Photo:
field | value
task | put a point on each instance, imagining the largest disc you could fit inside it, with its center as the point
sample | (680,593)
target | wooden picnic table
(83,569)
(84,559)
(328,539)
-*-
### Directions:
Beginning with the first line, transcribe the complete listing exactly.

### Task answer:
Photo:
field | value
task | put a point on each instance, imagining the largest disc you could fit inside it, with its center as the point
sample | (680,593)
target | wooden picnic table
(83,569)
(84,559)
(328,539)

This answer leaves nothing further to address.